» **PROBLEM 1**
In the YOLOFT page, rename "directory" to "folder" and give the passage from "[Google drive]：annotations; images(0-3);" up to and including "up the environment.".

» **TEXT**
· · ·
YOLOFT: An Extremely Small Video Object Detection Benchmark Baseline

📢 Introduction

This is the official implementation of the baseline model for XS-VID benchmark.

🎡 Dependencies

CUDA 11.7
Python 3.8
PyTorch 1.12.1(cu116)
TorchVision 0.13.1(cu116)
numpy 1.24.4

📂 Datasets

Our work is based on the large-scale extremely small video object detection benchmark XS-VID. Download the dataset(s) from corresponding links below.

[Google drive]：annotations; images(0-3); images(4-5);
[BaiduNetDisk]：annotations and images;

Please choose a download method to download the annotations and all images. Make sure all the split archive files (e.g., images.zip, images.z01, images.z02, etc.) are in the same directory. Use the following command to extract them:

unzip images.zip
unzip annotations.zip

We have released several annotation formats to facilitate subsequent research and use, including COCO, COCOVID, YOLO

🛠️ Install

This repository is build on Ultralytics 8.0.143 which can be installed by running the following scripts. Please ensure that all dependencies have been satisfied before setting up the environment.
· · ·
» **RECORDS SHOWN**
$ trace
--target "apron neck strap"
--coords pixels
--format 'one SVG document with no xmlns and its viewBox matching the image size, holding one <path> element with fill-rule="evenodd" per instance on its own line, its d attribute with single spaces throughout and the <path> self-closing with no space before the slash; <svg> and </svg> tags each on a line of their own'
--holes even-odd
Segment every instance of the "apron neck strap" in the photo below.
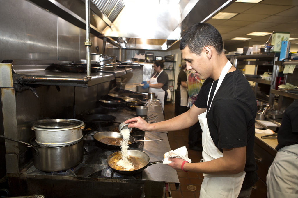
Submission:
<svg viewBox="0 0 298 198">
<path fill-rule="evenodd" d="M 215 96 L 215 94 L 217 92 L 217 90 L 218 90 L 219 88 L 219 87 L 220 87 L 221 85 L 221 83 L 222 83 L 223 81 L 224 80 L 224 78 L 225 76 L 226 76 L 226 73 L 228 73 L 228 72 L 229 70 L 230 70 L 231 68 L 232 67 L 232 64 L 231 62 L 229 61 L 228 61 L 228 62 L 226 64 L 226 65 L 225 65 L 224 68 L 222 70 L 221 70 L 221 75 L 219 76 L 219 78 L 218 79 L 218 82 L 217 83 L 217 85 L 216 85 L 216 87 L 215 88 L 215 91 L 214 91 L 214 93 L 213 94 L 213 97 L 212 97 L 212 99 L 211 100 L 211 102 L 210 102 L 210 104 L 212 103 L 212 101 L 213 100 L 213 99 L 214 98 L 214 96 Z M 208 95 L 208 100 L 207 100 L 207 106 L 208 107 L 208 103 L 209 102 L 209 98 L 210 97 L 210 94 L 211 93 L 211 90 L 212 89 L 212 87 L 213 86 L 213 83 L 214 83 L 214 81 L 212 83 L 212 85 L 211 86 L 211 88 L 210 88 L 210 91 L 209 92 L 209 94 Z M 210 109 L 210 107 L 211 105 L 209 107 L 209 109 Z M 207 111 L 208 111 L 209 109 L 207 110 Z"/>
</svg>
· · ·
» **PROBLEM 2**
Format every line of the entry in Block 1 as a Markdown table with the columns Row and Line. Skip blank lines and leave the pictures out.

» **TASK ANSWER 1**
[Google drive]：annotations; images(0-3); images(4-5);
[BaiduNetDisk]：annotations and images;

Please choose a download method to download the annotations and all images. Make sure all the split archive files (e.g., images.zip, images.z01, images.z02, etc.) are in the same folder. Use the following command to extract them:

unzip images.zip
unzip annotations.zip

We have released several annotation formats to facilitate subsequent research and use, including COCO, COCOVID, YOLO

🛠️ Install

This repository is build on Ultralytics 8.0.143 which can be installed by running the following scripts. Please ensure that all dependencies have been satisfied before setting up the environment.

» **TASK ANSWER 2**
| Row | Line |
|---|---|
| 1 | $ trace |
| 2 | --target "apron neck strap" |
| 3 | --coords pixels |
| 4 | --format 'one SVG document with no xmlns and its viewBox matching the image size, holding one <path> element with fill-rule="evenodd" per instance on its own line, its d attribute with single spaces throughout and the <path> self-closing with no space before the slash; <svg> and </svg> tags each on a line of their own' |
| 5 | --holes even-odd |
| 6 | Segment every instance of the "apron neck strap" in the photo below. |
| 7 | Submission: |
| 8 | <svg viewBox="0 0 298 198"> |
| 9 | <path fill-rule="evenodd" d="M 215 96 L 215 94 L 217 92 L 217 90 L 218 90 L 219 88 L 219 87 L 220 87 L 221 85 L 221 83 L 222 83 L 223 81 L 224 80 L 224 78 L 225 76 L 226 76 L 226 73 L 228 73 L 228 72 L 229 70 L 230 70 L 231 68 L 232 67 L 232 64 L 231 62 L 229 61 L 228 61 L 228 62 L 226 64 L 226 65 L 225 65 L 224 68 L 222 70 L 221 70 L 221 75 L 219 76 L 219 78 L 218 79 L 218 82 L 217 83 L 217 85 L 216 85 L 216 87 L 215 88 L 215 91 L 214 91 L 214 93 L 213 94 L 213 97 L 212 97 L 212 99 L 211 100 L 211 102 L 210 102 L 210 104 L 212 103 L 212 101 L 213 100 L 213 99 L 214 98 L 214 96 Z M 208 95 L 208 100 L 207 100 L 207 106 L 208 107 L 208 103 L 209 102 L 209 98 L 210 97 L 210 94 L 211 93 L 211 90 L 212 89 L 212 87 L 213 86 L 213 83 L 214 83 L 214 81 L 212 83 L 212 85 L 211 86 L 211 88 L 210 88 L 210 91 L 209 92 L 209 94 Z M 210 109 L 210 107 L 211 105 L 209 107 L 209 109 Z M 207 111 L 208 111 L 209 109 L 207 110 Z"/> |
| 10 | </svg> |